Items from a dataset
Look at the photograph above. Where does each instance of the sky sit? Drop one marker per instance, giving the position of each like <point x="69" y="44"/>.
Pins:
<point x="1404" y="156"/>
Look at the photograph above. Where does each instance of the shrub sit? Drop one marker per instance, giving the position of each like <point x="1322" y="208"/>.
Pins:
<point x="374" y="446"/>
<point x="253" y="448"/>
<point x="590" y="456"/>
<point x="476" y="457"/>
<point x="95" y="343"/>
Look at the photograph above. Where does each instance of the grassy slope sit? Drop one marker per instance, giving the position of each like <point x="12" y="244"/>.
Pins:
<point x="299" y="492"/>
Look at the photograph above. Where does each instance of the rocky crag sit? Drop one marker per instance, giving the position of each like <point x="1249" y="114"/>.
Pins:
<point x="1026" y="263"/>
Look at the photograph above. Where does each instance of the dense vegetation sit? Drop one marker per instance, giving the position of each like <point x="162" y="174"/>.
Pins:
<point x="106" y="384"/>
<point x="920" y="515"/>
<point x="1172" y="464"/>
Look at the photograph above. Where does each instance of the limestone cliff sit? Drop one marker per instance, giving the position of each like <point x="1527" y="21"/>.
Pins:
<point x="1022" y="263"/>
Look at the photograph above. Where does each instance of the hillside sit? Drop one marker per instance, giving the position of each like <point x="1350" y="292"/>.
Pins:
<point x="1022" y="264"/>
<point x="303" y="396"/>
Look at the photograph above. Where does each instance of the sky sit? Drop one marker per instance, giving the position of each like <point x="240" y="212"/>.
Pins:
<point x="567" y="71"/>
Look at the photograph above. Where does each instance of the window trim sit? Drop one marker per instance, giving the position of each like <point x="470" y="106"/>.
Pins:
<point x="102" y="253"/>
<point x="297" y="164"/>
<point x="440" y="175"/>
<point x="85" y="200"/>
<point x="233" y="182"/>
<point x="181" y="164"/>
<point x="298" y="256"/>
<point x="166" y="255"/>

* _TASK REQUIREMENTS_:
What you write must match the records above exactly, line for line.

* _ANSWER AREA_:
Look at the photograph above. Where does each instance of the sky sit? Drop one marker per instance, giving the position of each like <point x="69" y="44"/>.
Pins:
<point x="1404" y="156"/>
Look at the photograph above. Where does each instance of the shrub sit? Drop one marker per instance, giving the position of each like <point x="1322" y="208"/>.
Pins:
<point x="374" y="446"/>
<point x="253" y="448"/>
<point x="590" y="456"/>
<point x="476" y="457"/>
<point x="95" y="343"/>
Look at the photograph above. Where does each instance of the grassy slope sit? Drop one marker per instance, giving the position of each like <point x="12" y="244"/>.
Pins:
<point x="299" y="492"/>
Look at the photograph above. Where does each instance of the rocky crag sit? Drop one marker per instance, giving the position of each like <point x="1249" y="114"/>.
Pins:
<point x="1026" y="263"/>
Look at the photograph above. Where does each instance of the dense vegetation sit? Drop one marker per instance, giving the position of each like <point x="162" y="174"/>.
Pins:
<point x="106" y="384"/>
<point x="920" y="515"/>
<point x="1172" y="464"/>
Look at the photograph above. Where does each instance of the limestone cliff sit? Drop one marker per instance, giving the position of each like <point x="1527" y="21"/>.
Pins:
<point x="1022" y="263"/>
Look at the photograph above. Where does each instance of the hillside sit? Drop one marker per instance, giving the position of each like <point x="1350" y="292"/>.
Pins:
<point x="1022" y="264"/>
<point x="303" y="396"/>
Look at the photograph above. Where does each instance of the sky sit? Drop one marker per instance, giving the position of each like <point x="240" y="212"/>.
Pins:
<point x="567" y="71"/>
Look at the photograph above. Where does each instance of the window trim sit? Drop one marker per instance, giving the position of each like <point x="470" y="106"/>.
Pins:
<point x="102" y="253"/>
<point x="297" y="164"/>
<point x="440" y="175"/>
<point x="85" y="200"/>
<point x="233" y="182"/>
<point x="181" y="164"/>
<point x="298" y="256"/>
<point x="166" y="255"/>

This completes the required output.